▶ Assignment: Nothing but the lines from the one containing "detect the tall" through the one containing "56, 462, 238]].", both included, should be given again, each exactly as written below.

▶ Records:
******************************

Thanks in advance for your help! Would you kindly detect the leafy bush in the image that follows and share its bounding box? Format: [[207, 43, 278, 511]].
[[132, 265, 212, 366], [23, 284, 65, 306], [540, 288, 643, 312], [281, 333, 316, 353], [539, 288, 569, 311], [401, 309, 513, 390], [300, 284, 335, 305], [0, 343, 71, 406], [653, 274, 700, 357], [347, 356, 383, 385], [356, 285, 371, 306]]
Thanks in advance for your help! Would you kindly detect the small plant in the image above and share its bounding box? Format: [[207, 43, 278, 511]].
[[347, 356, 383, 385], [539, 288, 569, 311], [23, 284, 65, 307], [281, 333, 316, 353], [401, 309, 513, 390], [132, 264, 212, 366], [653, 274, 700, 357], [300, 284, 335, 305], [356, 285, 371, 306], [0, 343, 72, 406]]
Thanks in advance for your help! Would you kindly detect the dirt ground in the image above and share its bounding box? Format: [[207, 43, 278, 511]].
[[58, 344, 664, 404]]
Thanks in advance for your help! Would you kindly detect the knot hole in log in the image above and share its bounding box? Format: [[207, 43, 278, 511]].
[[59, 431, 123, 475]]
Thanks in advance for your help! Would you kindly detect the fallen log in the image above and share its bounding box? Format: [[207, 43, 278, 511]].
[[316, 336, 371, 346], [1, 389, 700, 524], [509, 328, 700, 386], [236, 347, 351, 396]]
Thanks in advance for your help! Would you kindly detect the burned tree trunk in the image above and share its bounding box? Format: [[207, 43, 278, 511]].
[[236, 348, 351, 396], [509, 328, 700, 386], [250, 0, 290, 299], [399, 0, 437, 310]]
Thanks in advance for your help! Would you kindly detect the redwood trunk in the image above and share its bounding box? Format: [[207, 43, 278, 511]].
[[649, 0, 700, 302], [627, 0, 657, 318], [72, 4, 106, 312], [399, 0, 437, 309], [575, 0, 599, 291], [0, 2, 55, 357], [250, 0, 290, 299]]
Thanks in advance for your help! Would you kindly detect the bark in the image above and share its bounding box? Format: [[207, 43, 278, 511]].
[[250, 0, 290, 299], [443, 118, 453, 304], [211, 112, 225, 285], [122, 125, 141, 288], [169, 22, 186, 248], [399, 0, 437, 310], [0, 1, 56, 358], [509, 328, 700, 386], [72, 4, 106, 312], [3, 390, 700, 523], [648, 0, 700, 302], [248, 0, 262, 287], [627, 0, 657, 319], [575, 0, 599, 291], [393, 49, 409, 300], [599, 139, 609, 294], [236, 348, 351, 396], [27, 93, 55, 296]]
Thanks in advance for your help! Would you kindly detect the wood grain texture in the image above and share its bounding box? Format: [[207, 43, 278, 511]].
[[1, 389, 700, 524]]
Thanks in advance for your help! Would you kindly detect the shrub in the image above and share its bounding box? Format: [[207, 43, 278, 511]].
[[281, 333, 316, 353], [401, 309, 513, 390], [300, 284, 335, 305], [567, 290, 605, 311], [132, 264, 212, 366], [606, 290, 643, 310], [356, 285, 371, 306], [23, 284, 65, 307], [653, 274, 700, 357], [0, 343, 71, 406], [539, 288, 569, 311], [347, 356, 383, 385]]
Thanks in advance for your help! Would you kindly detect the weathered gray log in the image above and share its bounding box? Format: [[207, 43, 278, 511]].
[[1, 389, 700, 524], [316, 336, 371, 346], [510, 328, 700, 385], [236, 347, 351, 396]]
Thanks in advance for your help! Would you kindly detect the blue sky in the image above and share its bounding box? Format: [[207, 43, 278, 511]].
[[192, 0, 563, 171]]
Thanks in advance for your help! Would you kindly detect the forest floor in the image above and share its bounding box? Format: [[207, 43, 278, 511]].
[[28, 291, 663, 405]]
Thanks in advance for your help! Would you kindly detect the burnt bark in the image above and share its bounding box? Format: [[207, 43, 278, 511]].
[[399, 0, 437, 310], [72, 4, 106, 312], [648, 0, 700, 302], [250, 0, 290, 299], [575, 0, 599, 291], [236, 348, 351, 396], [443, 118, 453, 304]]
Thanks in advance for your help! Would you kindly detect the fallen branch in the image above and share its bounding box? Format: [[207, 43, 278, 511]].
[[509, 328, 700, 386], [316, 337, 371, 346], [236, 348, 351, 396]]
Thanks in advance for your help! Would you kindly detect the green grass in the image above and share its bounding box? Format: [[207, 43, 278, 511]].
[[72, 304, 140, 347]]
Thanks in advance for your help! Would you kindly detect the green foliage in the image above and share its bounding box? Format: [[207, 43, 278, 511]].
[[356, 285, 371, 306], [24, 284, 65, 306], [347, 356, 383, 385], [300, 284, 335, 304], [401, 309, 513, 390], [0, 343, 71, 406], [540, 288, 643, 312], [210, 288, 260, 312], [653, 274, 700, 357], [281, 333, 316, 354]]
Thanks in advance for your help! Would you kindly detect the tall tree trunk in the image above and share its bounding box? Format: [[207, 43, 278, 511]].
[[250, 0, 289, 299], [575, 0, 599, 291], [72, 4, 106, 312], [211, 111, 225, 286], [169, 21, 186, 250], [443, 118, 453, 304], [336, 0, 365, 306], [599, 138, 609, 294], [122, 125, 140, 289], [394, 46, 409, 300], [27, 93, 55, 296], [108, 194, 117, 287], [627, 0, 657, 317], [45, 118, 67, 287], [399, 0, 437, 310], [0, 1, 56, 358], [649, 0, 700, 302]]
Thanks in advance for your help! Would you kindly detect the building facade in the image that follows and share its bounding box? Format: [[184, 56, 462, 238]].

******************************

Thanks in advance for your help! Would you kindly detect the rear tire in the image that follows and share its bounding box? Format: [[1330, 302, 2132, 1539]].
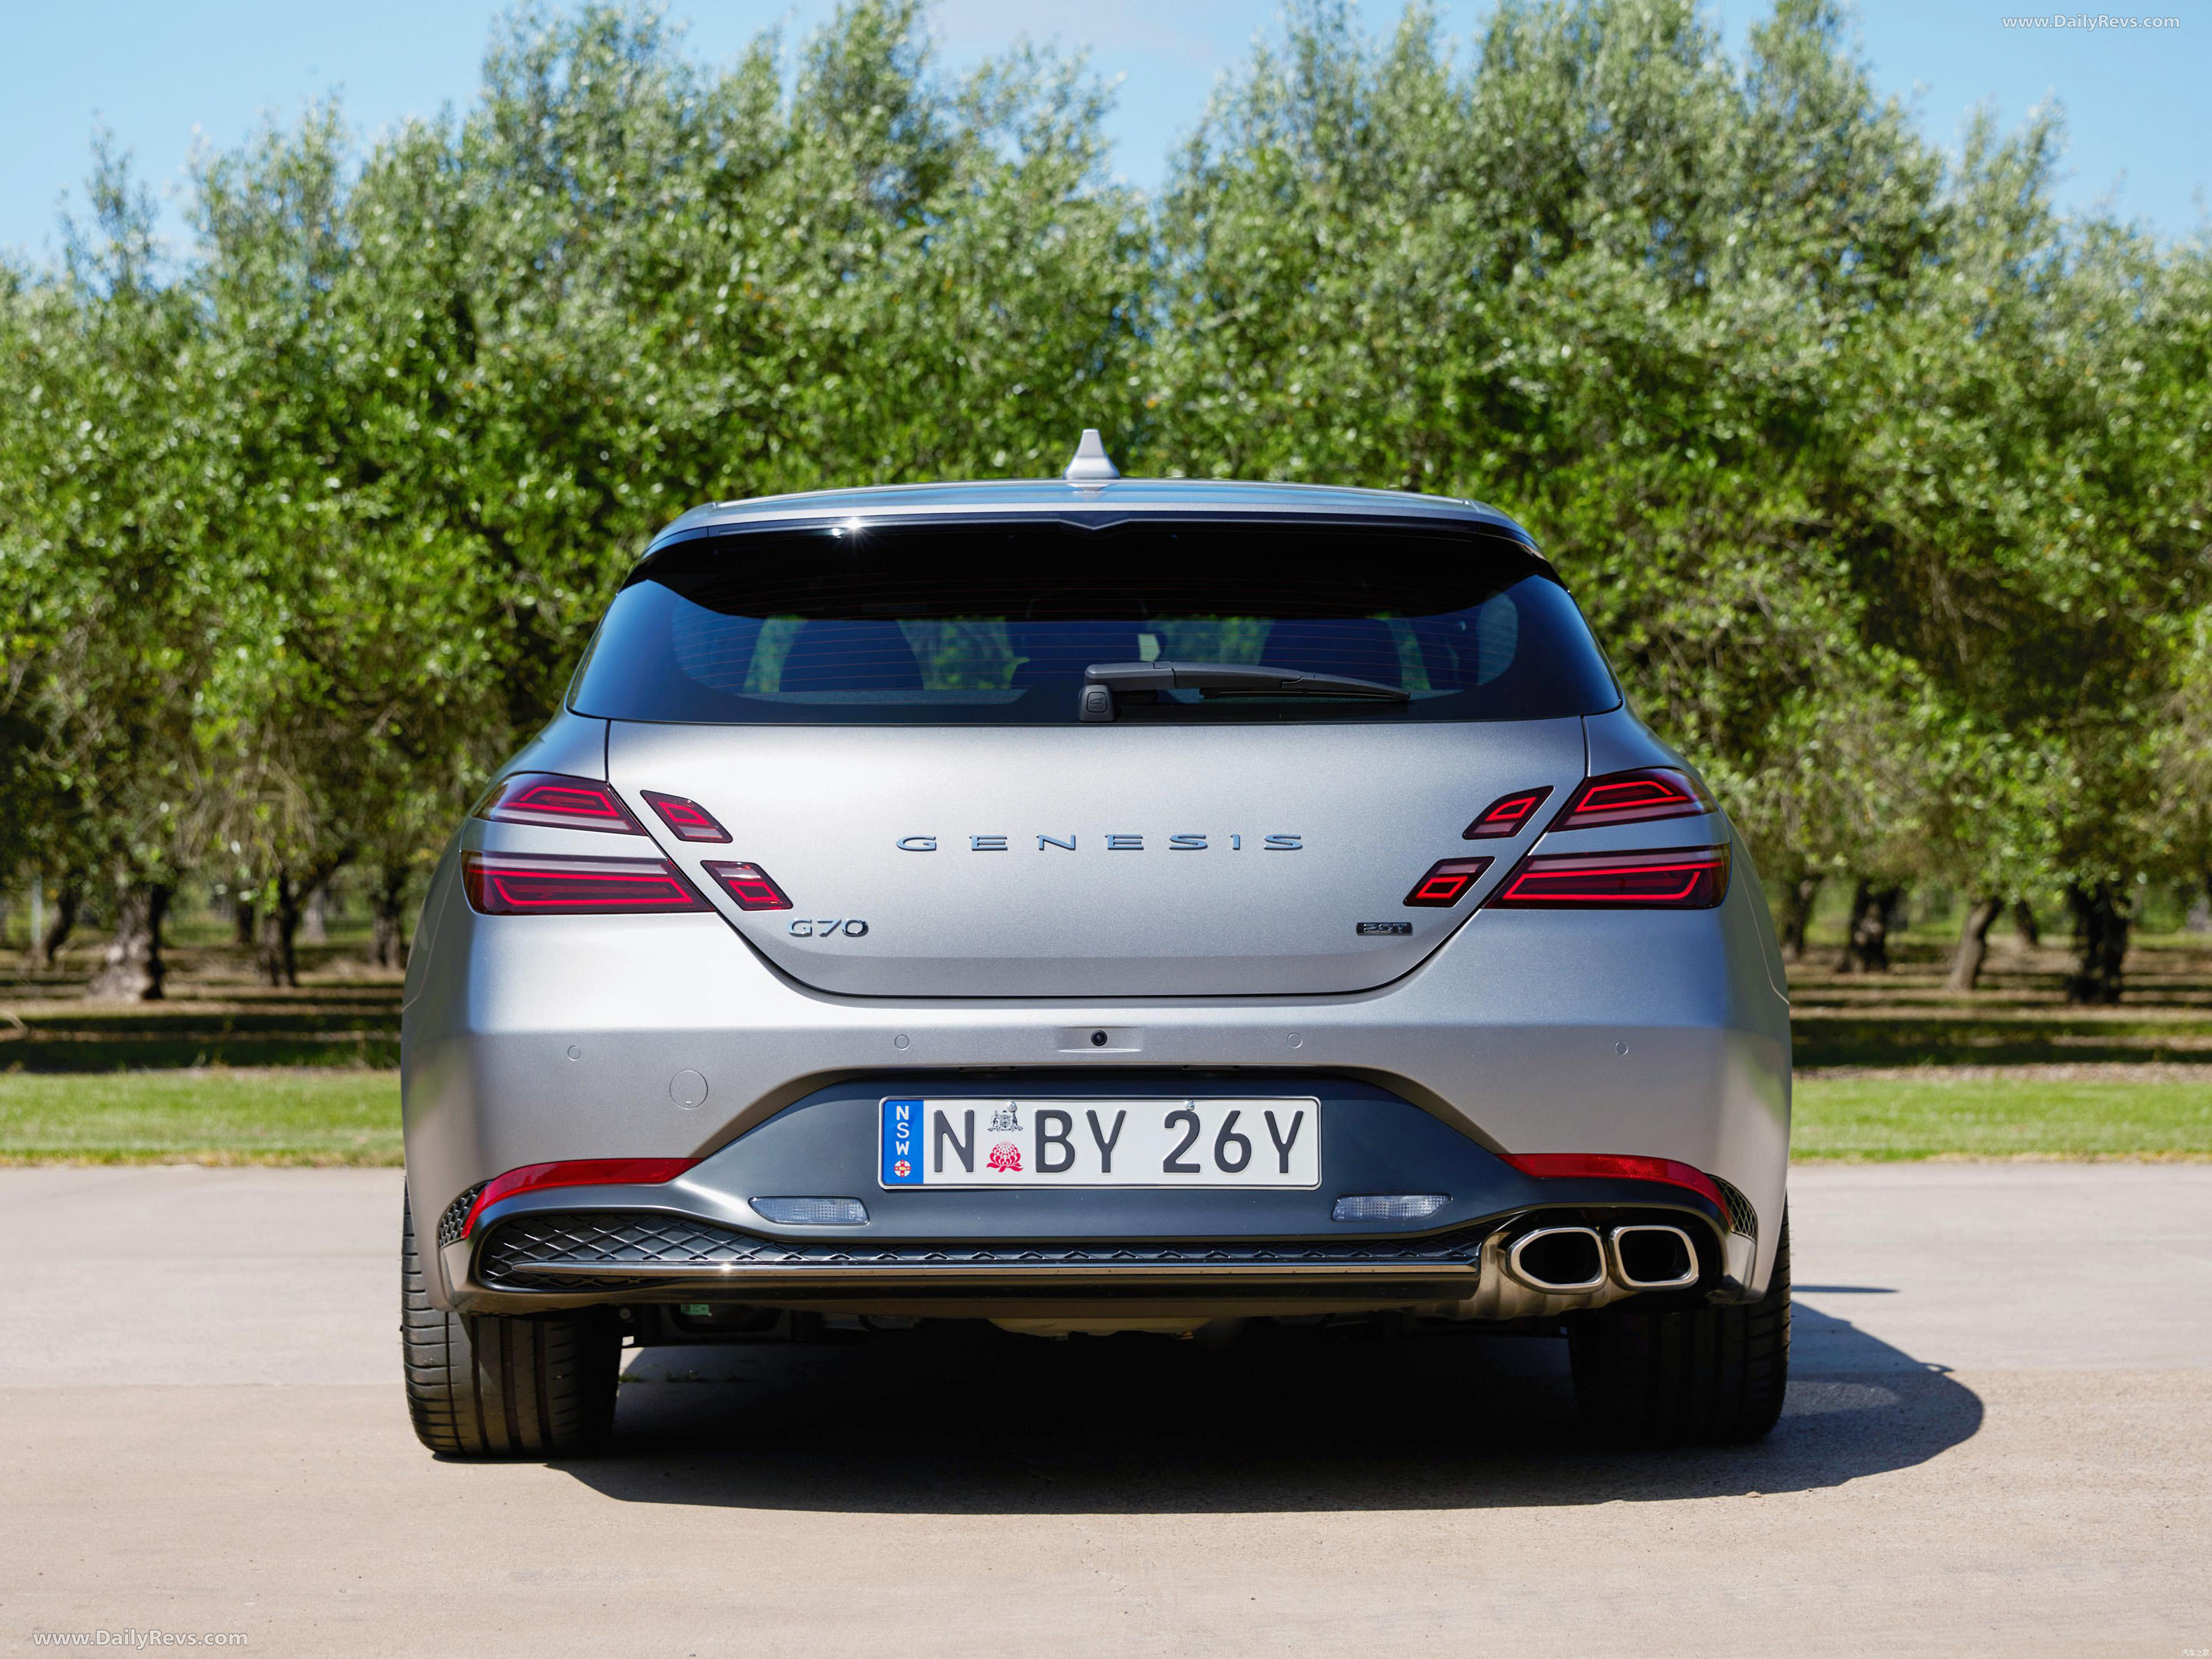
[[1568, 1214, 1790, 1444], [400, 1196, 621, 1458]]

******************************

▶ Task result:
Thanks in advance for your help! Would you kindly detect the tall tree trunk in the image above and share its bounding box? Format: [[207, 43, 278, 511]].
[[250, 0, 289, 299], [575, 0, 599, 291], [72, 4, 106, 312], [211, 111, 225, 286], [169, 21, 186, 250], [443, 118, 453, 304], [336, 0, 365, 306], [599, 138, 609, 294], [122, 125, 140, 289], [394, 46, 409, 300], [27, 93, 55, 296], [108, 194, 117, 287], [627, 0, 657, 317], [45, 118, 67, 287], [399, 0, 437, 310], [0, 1, 56, 358], [649, 0, 700, 302]]
Thanks in advance for your help! Would you kindly detect the building facade in the image that follows and share its bounding box? Format: [[184, 56, 462, 238]].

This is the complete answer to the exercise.